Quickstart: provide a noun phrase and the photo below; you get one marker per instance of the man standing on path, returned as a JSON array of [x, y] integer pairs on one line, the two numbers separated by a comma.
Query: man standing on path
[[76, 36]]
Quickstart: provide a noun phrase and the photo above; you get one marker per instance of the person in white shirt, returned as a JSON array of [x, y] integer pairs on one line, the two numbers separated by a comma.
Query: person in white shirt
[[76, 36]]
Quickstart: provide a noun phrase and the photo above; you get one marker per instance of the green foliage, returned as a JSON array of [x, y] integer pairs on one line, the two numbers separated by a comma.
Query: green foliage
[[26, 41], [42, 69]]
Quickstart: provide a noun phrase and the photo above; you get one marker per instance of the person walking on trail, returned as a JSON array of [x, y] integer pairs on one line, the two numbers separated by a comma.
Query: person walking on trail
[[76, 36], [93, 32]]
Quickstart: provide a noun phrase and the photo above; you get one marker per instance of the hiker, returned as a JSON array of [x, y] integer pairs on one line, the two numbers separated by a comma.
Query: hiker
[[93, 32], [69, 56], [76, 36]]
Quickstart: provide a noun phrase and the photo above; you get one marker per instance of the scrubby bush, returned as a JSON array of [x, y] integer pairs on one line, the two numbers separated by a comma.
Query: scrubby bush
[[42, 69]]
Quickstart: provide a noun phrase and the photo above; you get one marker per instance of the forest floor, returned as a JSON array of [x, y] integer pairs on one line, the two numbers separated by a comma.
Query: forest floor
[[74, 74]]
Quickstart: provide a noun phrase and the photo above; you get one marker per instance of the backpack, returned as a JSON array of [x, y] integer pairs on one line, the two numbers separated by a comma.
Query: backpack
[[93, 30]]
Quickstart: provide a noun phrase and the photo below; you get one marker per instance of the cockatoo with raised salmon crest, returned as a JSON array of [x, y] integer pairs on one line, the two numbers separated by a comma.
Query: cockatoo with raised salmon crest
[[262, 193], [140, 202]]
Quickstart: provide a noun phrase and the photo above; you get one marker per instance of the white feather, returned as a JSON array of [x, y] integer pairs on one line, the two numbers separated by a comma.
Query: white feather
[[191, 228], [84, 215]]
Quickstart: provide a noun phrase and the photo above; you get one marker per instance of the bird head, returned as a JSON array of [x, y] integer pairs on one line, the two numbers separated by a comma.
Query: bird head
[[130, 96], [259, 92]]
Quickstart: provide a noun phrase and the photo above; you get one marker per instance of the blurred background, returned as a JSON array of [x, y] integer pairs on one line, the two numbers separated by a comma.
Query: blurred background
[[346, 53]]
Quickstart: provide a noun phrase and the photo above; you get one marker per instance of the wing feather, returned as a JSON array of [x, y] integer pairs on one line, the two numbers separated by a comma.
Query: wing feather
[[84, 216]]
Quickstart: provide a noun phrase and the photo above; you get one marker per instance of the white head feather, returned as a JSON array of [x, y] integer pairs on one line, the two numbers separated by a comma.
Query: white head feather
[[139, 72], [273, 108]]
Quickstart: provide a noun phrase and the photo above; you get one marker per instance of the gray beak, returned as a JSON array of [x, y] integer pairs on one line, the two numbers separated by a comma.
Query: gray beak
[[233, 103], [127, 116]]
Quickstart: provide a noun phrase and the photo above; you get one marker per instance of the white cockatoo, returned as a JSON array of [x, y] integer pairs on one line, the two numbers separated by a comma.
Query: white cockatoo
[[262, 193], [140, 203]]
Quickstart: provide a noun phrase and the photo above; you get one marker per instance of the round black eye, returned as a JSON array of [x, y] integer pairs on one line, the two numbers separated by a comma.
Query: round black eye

Directions: Please write out all of the data above again, substituting "search term" for each occurrence of "noun phrase" and keeping everything else unchanged.

Solution for this exercise:
Quickstart: provide a search term and the photo below; you get one marker per instance of the man standing on path, returned as a JSON array of [x, y] integer pairs on one line, the two numbers separated by a comma.
Query: man standing on path
[[76, 36]]
Quickstart: provide a search term and the photo above; you get one marker per instance of the person in white shirt, returned as a JSON array of [x, y] integer pairs on one line, the two numbers separated by a comma.
Query: person in white shirt
[[76, 36]]
Quickstart: provide a search term and the photo above; you get one marker per instance of the green foliage, returned as a JSON array of [x, y] integer pairs on one line, the two numbers separated by a comma.
Query: green foliage
[[26, 41], [42, 69]]
Quickstart: provide a search term and the photo above; you get one marker per instance of the person walking on trail, returned as a JSON array of [x, y] integer pairs on one line, the two numbers separated by a comma.
Query: person walking on trail
[[76, 36], [93, 32]]
Quickstart: provide a search term and the photo above; you get one marker per instance of the hiker, returned as a JSON array of [x, y] integer pairs on one line, the two numbers separated by a comma.
Query: hiker
[[93, 32], [69, 56], [76, 36]]
Quickstart: provide a search term and the photo above; you get one marker per instance of the scrubby bush, returned as a JSON array of [x, y] integer pairs on one line, the two numbers separated by a comma.
Query: scrubby bush
[[42, 69]]
Quickstart: provide a search term and the photo above; you get one marker per instance of the forest floor, returned as a JSON array of [x, y] integer pairs on one line, the two numbers separated by a comma.
Query: forest floor
[[74, 74]]
Quickstart: provide a search term and the photo above; you get one marker per instance of the backpack, returned as a JSON array of [x, y] integer pairs on one line, the two numbers separated by a comma.
Query: backpack
[[93, 30]]
Quickstart: provide a search term and the photo below; you get one marker per instance of the cockatoo with raised salmon crest, returned as a JSON array of [x, y] integer pairs on one line, the two numbers separated by a comma.
Query: cockatoo with raised salmon crest
[[262, 193], [140, 202]]
Quickstart: provide a search term and the photo above; you get one marker per instance of the white feather, returned as a JSON array of [x, y] integer pairs on one line, the two numbers separated by a comma.
Query: white feather
[[191, 228], [84, 215]]
Quickstart: provide a search term and the photo above; you get one marker per instance of the bird head, returned as a JSON array of [x, y] integer pairs on one line, the two numbers separated by a comma.
Query: bird head
[[130, 96], [259, 92]]
Quickstart: provide a search term and the photo above; you get one marker per instance of the blurred background, returned as a JSON array of [x, y] integer pairs on one line, the two numbers separated by a comma.
Query: blurred background
[[346, 53]]
Quickstart: provide a search term and the photo above; you get one marker per instance of the wing feather, returned as a JSON array of [x, y] integer pairs on one line, the two numbers separated by a comma.
Query: wing feather
[[84, 216]]
Quickstart: provide a search term and the photo above; you get one marker per instance of the white head feather, returned as a JSON array of [x, y] integer pairs on one line, the two numbers separated by a comma.
Query: white head feather
[[139, 72], [273, 108]]
Quickstart: provide a search term and the photo above; you get one marker per instance of the gray beak, returned as a JSON array of [x, y] integer pairs on one line, the two numbers separated by a comma.
Query: gray beak
[[233, 103], [127, 116]]
Quickstart: provide a search term and the photo above; you get one marker per instance of the white cockatoo, returned as a JSON array of [x, y] integer pairs on one line, the two numbers separated by a comma.
Query: white cockatoo
[[262, 193], [140, 203]]
Quickstart: provide a search term and the photo above; you get one marker per instance of the round black eye, returned as a JSON array of [x, y] integer pairs on one line, the two numbers separated by a comma.
Query: round black eye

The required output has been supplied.